- **Extract**
>>>
Daily Oil Fundamentals

Stock Market Correction, Stubborn Oil

Corrections are part and parcel of any trending market. The more extreme the underlying move, the less significant the trigger for a retreat needs to be. Yesterday, in equities, that spark came as traders assessed the impact of the French political crisis and the inactivity of the US government. Meanwhile, gold flirted with its next milestone, the $4,000 per ounce mark and has confidently crossed it over in the early hours of today’s trading.

It remains equivocal how strong the foundations of the AI-induced stock market rally truly are, but the seemingly insatiable appetite for gold must start raising red flags soon. It suggests that the more relentless the rise in equities, the harder the eventual fall will be.

The latest New York Fed Survey of Consumer Expectations (soft data, that is) hints at a textbook nightmare scenario for the US central bank. Respondents are increasingly worried about the state of the job market, which calls for rate cuts, yet remain pessimistic about inflation prospects, a problem that only low interest rates can solve. By any measure, the time was ripe for a gentle correction in equities, which will become more sinister when negative soft data turn into hard ones.
<<<
- **Supplied material**
>>>
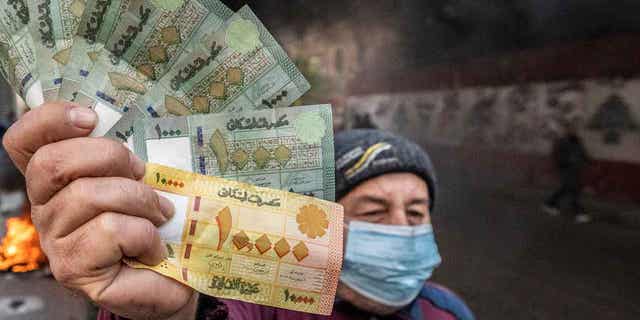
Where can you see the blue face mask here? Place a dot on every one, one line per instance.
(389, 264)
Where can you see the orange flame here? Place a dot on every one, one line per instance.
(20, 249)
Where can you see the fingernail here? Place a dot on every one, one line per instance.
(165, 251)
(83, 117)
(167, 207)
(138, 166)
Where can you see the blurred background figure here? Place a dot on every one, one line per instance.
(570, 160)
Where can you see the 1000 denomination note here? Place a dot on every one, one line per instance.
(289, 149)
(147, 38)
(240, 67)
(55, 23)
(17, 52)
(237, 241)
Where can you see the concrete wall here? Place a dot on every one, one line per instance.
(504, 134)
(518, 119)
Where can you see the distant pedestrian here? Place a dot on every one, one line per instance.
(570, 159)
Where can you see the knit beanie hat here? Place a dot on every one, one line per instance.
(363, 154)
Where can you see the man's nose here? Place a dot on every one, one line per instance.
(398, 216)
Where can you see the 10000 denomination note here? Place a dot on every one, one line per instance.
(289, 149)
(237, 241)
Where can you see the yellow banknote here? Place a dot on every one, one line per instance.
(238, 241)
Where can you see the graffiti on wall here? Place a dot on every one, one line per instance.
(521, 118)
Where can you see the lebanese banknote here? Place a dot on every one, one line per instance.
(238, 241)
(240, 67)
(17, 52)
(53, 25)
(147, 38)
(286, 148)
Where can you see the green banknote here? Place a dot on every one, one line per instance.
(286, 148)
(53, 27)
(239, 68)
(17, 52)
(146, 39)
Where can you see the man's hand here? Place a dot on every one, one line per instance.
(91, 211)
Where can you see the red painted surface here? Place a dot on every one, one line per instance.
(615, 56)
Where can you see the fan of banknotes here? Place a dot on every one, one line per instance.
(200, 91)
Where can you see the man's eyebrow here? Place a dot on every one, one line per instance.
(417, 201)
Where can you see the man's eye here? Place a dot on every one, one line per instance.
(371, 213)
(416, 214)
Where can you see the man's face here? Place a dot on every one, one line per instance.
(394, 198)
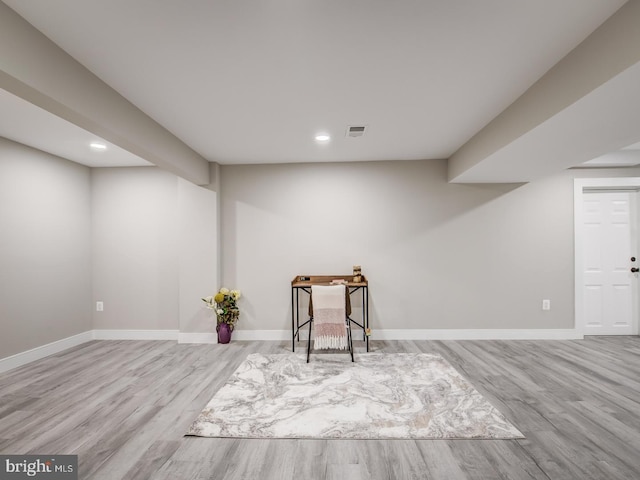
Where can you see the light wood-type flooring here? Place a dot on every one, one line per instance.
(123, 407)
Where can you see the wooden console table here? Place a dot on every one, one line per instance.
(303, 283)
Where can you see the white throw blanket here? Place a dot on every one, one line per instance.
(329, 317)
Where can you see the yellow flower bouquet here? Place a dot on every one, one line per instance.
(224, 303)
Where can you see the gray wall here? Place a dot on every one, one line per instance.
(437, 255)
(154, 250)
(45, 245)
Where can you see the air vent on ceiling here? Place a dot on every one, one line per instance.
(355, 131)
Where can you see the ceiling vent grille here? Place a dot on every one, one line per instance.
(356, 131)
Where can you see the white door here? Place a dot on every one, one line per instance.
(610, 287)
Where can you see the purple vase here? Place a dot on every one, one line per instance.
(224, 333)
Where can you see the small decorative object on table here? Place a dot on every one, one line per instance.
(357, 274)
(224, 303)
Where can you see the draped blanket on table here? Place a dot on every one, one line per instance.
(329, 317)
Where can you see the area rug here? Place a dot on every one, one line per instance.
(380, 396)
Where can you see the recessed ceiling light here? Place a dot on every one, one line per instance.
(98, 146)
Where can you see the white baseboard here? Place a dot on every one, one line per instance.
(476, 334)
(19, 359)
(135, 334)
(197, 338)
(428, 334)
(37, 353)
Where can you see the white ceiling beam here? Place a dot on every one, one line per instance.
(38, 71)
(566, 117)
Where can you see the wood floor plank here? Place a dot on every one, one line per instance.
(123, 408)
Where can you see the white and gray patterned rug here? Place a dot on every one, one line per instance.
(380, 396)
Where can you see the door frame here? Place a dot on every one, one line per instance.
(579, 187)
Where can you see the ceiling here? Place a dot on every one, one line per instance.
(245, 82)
<<<
- **Stated task A**
In the records, print the part that opens with the line containing "Where can you see the ceiling here?" and runs through the end of the records, with both ends included.
- **Stated task B**
Pick up the market commentary after its final sentence and write what comes next.

- **Right answer A**
Where can you see the ceiling here? Place a dot on every one, one line per instance.
(245, 82)

- **Right answer B**
In oil, supply is in focus. The bare minimum that OPEC+ decided to get away with on Sunday still provided some support, alongside the strength in Gasoil and Heating Oil, as a Russian refinery halted distillate production following effective Ukrainian drone assaults. It is manifested in drawdowns in US product inventories, which have triggered an uptick in prices this morning. Yet, the latest monthly EIA update, examined below, paints a picture of an abundance of global supply. In addition to the resumption of Kurdish exports and healthy Venezuelan shipments, the amount of oil at sea has reached a two-year high, according to Bloomberg. Unless Russian sanctions are tightened or the Middle East goes up in flames, there will be no shortage of crude oil in the foreseeable future.


Upward Demand Revision Does Not Tighten Oil Balance

Every forecast on future supply and demand must be taken with a significant pinch of salt. Or perhaps using a tablespoon, whilst it might cause immediate discomfort, will help to avoid a significant dose of disappointment further down the line. Divergences, particularly on the demand side of the equation, are frequently discussed and remain a considerable point of contention. OPEC is the eternal optimist. The group believes that the world will continue to consume a significant amount of oil, whilst the IEA, the energy watchdog of the OECD countries, reckons that reliance on the black stuff is waning, or at least growing at a much slower pace than OPEC estimates.

Somewhere in between lies the EIA, the statistical and analytical arm of the US Department of Energy. Notwithstanding the locked doors of many government buildings in Washington, DC, it published its latest findings on the global oil balance as promised. After a cursory glance at the numbers, the initial enthusiasm of those with a bullish propensity, based on upgrades in consumption data, quickly evaporates. The expansion in supply outpaces that of demand, implying bulging oil inventories for 4Q 2025 and, indeed, for every single quarter of next year.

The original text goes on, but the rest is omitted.